STATED PROBLEM: Quote every line of the material below word for word, leaving out the pictures.
>> BEGIN RECORDS
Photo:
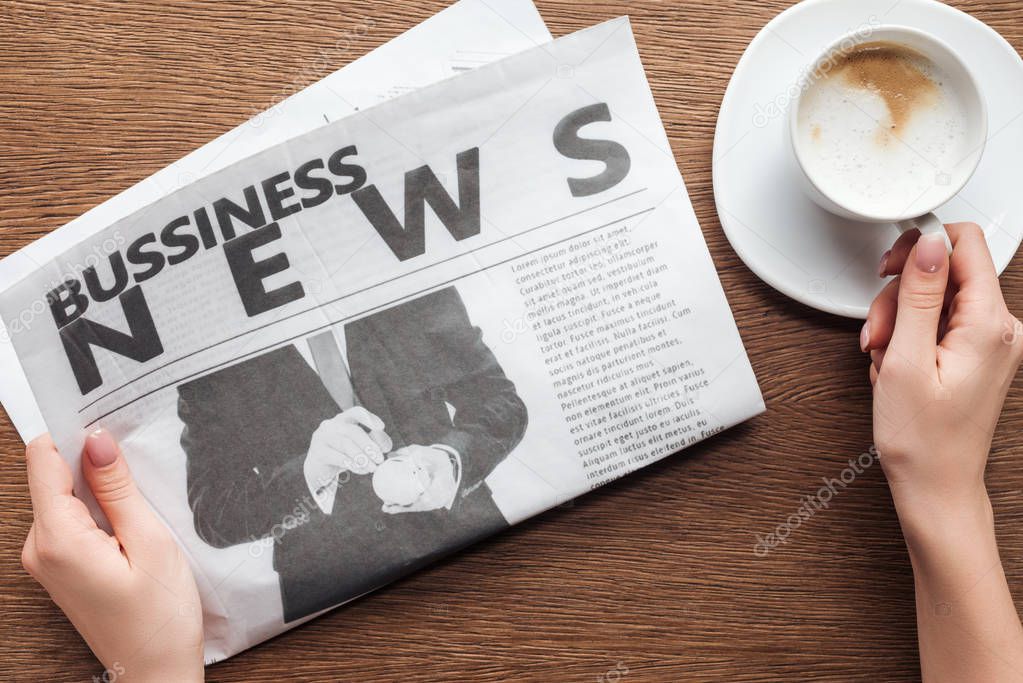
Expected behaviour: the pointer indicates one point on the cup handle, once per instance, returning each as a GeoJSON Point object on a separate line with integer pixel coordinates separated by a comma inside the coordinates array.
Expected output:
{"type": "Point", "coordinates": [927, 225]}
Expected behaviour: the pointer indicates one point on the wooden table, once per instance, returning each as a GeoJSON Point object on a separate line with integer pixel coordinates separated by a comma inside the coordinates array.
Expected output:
>> END RECORDS
ANSWER TO THIS PROBLEM:
Photo:
Expected behaviour: the pointer indicates one point on the cup handle, once per instance, returning each as a GeoJSON Point object on a separate line with integer pixel coordinates separated by a comma inside the coordinates array.
Expected output:
{"type": "Point", "coordinates": [927, 225]}
Expected behaviour: the pointer indicates one point on the wooden table, once per instance, returning each as a GeoJSON Point object on a separate line with integer pixel coordinates separated by a comma inside the coordinates array.
Expected output:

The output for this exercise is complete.